=== Exercise inputs ===

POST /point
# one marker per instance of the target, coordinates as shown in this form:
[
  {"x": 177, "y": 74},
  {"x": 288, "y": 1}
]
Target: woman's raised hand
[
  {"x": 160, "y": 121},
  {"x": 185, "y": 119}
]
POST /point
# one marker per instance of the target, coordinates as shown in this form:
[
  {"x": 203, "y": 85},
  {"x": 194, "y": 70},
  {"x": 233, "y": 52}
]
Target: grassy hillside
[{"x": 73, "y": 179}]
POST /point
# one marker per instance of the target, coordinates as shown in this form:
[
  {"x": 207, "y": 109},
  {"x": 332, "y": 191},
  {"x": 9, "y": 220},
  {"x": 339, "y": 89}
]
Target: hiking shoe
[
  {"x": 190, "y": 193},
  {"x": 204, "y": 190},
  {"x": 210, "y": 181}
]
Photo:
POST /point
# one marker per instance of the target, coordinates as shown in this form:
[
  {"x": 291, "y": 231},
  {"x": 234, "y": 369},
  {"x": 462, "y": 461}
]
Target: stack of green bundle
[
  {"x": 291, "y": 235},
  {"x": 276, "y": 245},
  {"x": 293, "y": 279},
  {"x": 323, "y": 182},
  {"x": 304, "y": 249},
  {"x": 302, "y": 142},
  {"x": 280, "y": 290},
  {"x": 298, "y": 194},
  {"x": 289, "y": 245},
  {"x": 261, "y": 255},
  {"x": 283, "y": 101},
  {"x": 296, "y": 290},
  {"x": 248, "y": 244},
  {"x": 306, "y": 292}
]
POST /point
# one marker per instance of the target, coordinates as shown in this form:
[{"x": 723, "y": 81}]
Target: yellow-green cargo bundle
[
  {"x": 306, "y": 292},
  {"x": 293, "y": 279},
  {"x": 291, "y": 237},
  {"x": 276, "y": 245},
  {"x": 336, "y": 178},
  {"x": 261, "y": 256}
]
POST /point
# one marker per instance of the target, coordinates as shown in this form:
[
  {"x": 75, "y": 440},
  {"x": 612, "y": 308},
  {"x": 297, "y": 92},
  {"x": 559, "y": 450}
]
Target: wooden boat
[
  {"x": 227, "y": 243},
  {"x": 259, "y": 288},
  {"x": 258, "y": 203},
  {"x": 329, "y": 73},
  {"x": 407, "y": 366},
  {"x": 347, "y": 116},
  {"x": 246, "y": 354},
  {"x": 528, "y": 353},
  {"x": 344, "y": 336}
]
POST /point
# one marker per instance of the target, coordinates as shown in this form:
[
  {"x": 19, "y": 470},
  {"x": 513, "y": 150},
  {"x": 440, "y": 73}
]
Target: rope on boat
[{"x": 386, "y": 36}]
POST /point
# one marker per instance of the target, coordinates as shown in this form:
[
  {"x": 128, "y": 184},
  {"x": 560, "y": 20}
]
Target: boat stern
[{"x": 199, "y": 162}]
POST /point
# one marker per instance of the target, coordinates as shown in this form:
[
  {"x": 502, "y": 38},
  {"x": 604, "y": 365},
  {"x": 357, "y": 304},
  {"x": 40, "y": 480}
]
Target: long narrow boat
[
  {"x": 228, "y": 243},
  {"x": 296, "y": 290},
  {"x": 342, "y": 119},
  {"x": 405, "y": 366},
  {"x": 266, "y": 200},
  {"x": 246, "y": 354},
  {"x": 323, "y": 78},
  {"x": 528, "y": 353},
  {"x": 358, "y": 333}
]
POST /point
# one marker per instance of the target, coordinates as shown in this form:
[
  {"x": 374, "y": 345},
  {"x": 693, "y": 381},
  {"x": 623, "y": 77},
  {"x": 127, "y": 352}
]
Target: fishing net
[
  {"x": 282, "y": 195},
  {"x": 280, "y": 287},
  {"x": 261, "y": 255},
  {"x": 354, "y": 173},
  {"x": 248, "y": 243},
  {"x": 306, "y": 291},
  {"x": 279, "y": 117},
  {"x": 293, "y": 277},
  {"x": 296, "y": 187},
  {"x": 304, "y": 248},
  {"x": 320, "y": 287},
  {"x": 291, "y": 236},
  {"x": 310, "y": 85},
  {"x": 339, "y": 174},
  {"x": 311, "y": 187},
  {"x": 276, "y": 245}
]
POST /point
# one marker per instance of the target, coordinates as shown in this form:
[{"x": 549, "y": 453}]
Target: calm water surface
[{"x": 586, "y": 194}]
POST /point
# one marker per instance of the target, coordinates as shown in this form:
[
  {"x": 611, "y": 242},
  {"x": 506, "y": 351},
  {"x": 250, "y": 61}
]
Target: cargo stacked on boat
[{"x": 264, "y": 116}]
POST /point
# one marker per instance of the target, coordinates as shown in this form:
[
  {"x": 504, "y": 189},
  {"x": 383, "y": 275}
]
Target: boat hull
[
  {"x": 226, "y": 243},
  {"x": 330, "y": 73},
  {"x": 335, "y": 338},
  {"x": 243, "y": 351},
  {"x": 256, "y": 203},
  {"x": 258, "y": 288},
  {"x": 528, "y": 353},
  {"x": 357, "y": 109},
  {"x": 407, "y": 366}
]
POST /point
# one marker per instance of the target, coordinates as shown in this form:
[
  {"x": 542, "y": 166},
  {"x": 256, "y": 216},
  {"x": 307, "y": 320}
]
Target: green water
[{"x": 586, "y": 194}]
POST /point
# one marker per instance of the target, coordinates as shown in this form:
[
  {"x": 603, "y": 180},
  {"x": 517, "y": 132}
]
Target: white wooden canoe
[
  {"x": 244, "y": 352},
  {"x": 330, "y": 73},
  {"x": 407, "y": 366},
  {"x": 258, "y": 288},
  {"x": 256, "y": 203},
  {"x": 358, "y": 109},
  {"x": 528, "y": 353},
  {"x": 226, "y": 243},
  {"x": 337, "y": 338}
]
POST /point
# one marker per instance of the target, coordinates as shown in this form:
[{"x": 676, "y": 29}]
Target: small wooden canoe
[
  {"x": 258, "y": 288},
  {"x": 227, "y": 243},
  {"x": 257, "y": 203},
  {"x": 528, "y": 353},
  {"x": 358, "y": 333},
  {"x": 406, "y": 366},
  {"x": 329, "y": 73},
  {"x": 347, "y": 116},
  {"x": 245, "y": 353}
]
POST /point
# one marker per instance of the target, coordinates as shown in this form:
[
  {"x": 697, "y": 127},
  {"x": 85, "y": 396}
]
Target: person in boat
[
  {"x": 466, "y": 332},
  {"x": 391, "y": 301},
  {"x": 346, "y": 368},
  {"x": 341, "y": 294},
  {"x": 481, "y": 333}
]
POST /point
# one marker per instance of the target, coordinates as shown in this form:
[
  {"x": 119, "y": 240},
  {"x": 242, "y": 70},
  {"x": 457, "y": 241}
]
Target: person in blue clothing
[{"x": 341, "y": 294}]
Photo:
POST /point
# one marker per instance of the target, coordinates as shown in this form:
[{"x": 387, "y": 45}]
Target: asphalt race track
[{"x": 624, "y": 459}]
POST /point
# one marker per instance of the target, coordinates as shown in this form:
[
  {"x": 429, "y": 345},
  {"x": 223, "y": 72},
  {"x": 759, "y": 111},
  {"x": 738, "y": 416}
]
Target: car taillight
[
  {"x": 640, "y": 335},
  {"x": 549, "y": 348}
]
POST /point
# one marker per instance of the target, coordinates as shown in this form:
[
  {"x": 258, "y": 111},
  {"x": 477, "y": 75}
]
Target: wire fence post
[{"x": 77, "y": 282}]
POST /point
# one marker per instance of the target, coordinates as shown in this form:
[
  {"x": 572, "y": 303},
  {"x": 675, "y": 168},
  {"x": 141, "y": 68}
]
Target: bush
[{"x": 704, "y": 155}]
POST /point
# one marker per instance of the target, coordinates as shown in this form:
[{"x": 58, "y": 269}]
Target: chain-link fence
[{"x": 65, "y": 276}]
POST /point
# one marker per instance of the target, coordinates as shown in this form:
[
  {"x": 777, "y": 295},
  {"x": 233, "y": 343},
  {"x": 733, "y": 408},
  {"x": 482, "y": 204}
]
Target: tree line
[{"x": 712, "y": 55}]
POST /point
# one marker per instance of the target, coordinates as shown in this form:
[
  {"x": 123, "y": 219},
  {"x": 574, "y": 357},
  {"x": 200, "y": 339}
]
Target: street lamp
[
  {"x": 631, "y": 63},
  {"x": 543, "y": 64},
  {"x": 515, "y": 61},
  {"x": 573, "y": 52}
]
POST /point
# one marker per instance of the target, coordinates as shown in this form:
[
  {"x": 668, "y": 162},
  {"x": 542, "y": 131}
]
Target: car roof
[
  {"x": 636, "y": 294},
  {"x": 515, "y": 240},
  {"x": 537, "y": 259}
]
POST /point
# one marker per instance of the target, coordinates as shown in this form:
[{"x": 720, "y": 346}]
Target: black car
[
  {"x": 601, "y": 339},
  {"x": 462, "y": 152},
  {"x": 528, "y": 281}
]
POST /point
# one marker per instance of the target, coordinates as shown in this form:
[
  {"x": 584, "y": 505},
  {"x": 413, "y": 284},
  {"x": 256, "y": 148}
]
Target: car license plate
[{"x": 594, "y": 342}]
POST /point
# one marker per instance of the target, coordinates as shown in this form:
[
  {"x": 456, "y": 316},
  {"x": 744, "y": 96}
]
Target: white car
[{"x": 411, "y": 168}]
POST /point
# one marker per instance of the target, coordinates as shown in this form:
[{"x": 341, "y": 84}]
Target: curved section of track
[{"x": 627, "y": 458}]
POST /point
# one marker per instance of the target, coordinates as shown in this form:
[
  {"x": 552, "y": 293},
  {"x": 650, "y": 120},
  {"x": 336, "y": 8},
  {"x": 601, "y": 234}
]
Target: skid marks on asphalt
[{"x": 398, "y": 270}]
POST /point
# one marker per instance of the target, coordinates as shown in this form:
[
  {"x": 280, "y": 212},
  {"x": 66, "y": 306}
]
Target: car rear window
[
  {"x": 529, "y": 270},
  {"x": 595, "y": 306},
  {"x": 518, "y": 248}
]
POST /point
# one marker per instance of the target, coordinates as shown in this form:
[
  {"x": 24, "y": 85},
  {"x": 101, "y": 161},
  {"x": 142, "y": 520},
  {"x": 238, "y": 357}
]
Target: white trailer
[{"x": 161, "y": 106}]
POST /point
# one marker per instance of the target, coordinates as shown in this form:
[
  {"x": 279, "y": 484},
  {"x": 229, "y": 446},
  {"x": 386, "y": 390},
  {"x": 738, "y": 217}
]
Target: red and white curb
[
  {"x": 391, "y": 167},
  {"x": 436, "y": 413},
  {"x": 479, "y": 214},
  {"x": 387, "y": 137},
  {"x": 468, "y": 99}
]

===

**Required work**
Gather every line in the items above that contains the word "track".

**Answer to the problem**
Target: asphalt race track
Target: curved section of track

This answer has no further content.